### What you are asked to do
Write out, character for character, only the rows below from the line containing "I need to verify: does the image contain any alamy" through the line containing "[38,157,449,241]".

### Records
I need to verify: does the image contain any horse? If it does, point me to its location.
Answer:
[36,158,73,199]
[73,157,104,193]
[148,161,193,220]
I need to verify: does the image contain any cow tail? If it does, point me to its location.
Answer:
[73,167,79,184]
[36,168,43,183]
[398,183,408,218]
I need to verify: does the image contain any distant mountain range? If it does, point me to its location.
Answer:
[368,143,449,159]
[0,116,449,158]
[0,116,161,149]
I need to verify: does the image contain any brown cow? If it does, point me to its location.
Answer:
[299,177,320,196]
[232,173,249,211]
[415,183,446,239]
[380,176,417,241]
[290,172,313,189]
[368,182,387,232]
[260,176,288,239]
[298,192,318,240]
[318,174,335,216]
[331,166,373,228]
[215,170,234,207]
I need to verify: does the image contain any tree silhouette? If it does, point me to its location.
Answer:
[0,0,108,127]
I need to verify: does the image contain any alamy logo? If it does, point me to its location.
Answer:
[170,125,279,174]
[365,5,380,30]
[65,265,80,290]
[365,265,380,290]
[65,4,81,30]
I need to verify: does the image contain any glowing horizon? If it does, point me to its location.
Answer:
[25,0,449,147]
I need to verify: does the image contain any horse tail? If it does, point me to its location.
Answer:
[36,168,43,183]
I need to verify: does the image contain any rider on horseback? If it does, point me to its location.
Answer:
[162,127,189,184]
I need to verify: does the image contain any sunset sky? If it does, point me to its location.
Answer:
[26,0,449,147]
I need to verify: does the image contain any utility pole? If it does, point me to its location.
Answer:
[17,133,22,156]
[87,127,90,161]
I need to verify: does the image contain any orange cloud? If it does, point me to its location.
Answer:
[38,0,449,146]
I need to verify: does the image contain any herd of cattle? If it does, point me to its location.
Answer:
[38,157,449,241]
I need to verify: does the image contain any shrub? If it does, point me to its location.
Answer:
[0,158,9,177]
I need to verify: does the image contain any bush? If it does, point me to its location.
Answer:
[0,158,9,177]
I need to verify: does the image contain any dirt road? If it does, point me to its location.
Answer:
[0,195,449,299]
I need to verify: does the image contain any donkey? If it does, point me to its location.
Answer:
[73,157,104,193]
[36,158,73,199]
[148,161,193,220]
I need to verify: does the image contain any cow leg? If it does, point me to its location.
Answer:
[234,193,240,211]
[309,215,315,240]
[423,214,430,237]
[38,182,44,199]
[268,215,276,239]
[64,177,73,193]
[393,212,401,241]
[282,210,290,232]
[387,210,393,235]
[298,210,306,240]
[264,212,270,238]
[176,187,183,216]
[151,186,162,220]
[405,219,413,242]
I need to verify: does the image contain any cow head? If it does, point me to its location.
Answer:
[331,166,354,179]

### Correct answer
I need to verify: does the image contain any alamy logo? If it does, point me to its location.
Answer:
[170,125,279,174]
[365,5,380,30]
[65,265,80,290]
[365,265,380,290]
[65,4,81,30]
I need to verify: does the image contain any glowing horizon? If it does, point me to its location.
Answer:
[25,0,449,147]
I need to verify: does the image contain any horse tail? If it does, point me to its location.
Answer:
[36,168,43,183]
I need to verify: does the image contain any rider on horseback? If it does, point me to its location.
Answer:
[162,127,189,184]
I need to verify: does the image contain any sunset sky? If it does, point me to its location.
Answer:
[26,0,449,147]
I need to verify: does the image contain any utility pole? If it does, point me to its location.
Answer:
[17,133,22,156]
[87,127,90,161]
I need to verify: does the image contain any orange cloud? If it does, point me to its location.
Answer:
[38,0,449,146]
I need to verify: does the image contain any herd of cattle? If it does, point me to its location.
Answer:
[38,157,449,241]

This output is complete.